Records shown:

## begin

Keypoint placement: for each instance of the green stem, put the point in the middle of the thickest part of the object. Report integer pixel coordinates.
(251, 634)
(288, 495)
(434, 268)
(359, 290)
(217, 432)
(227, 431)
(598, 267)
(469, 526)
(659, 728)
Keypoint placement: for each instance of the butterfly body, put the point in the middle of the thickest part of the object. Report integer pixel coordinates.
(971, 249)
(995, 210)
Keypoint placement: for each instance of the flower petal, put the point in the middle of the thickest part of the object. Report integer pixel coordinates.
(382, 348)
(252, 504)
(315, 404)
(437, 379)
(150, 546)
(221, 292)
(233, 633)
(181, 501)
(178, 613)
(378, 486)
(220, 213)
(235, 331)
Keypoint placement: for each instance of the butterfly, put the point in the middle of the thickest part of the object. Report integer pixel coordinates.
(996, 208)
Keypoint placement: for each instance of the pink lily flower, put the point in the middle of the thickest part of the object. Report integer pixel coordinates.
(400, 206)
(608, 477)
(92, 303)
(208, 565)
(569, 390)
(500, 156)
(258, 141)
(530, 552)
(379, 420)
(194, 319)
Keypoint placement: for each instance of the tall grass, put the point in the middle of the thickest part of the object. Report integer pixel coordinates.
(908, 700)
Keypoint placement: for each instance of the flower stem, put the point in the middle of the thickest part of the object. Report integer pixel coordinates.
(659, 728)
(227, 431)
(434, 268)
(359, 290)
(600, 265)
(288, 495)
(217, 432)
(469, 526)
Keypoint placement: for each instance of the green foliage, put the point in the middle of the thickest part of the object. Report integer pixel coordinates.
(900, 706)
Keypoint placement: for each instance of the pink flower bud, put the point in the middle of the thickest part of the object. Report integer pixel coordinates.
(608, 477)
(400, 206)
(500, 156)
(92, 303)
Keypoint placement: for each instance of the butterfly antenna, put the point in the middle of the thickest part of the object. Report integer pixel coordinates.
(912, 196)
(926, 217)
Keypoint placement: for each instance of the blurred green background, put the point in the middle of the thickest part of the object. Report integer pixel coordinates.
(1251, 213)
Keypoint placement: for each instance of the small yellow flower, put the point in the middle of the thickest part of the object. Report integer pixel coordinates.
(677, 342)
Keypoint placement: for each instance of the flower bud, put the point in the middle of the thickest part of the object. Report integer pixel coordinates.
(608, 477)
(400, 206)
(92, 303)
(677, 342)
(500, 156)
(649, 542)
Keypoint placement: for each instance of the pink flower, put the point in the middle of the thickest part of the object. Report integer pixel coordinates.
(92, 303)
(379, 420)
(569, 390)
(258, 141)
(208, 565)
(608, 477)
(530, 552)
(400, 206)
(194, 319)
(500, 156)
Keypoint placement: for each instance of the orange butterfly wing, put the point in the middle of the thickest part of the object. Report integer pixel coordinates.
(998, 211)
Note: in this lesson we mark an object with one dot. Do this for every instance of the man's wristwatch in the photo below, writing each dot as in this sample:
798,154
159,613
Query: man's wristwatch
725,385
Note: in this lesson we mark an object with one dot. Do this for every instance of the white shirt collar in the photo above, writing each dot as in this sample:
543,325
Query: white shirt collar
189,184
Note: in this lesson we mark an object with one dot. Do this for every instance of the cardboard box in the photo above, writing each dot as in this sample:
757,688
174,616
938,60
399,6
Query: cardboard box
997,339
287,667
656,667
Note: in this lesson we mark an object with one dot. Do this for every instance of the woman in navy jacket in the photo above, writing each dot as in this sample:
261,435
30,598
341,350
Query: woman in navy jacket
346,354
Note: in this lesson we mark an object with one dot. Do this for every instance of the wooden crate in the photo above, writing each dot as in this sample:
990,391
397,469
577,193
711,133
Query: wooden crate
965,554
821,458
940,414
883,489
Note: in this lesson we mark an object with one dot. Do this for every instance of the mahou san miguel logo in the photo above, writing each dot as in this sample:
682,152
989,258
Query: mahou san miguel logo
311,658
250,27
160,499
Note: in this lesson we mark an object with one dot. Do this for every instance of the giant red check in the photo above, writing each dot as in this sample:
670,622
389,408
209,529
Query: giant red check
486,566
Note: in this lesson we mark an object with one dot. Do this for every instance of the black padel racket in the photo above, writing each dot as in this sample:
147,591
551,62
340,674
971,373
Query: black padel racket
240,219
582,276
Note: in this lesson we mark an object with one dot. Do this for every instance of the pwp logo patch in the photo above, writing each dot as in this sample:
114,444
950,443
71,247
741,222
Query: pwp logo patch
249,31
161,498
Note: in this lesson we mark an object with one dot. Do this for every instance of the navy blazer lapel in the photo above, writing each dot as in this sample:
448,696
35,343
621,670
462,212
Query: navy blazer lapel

## end

Please rewrite the stretch of data from the line containing "of the mahou" through the end of the data, replacing "lesson" with "exercise" and changing nothing else.

Note: in this exercise we mark an object with one dot. Do this for every instance of the mahou san miguel logo in the photo above, writing each dot as in this sample:
682,152
989,258
Query: mahou san miguel logo
311,658
250,27
160,499
Note: in this exercise we mark an object with one dot. Do this for every instance of the giant red check in the photo above, writing each dot as in this sample:
670,622
389,408
209,529
Query: giant red check
486,566
Note: in this exercise we mark an object with one dot. Do this for every instance of the black padel racket in the photo above, writing each dot as in this sample:
147,591
551,62
340,674
971,373
Query: black padel racket
240,219
582,276
Note: in this exercise we mark an object with one dot. Do this for every instance of the pwp logo patch in the photo above, writing each dot as in this sample:
114,444
950,443
71,247
741,222
Query: pwp logo patch
249,31
161,498
Note: in this exercise we mark an object with one dot. Do this for every instance of the navy blazer lapel in the photo above, writing each dot as in this sample:
448,696
35,343
621,670
462,212
Query: navy blazer lapel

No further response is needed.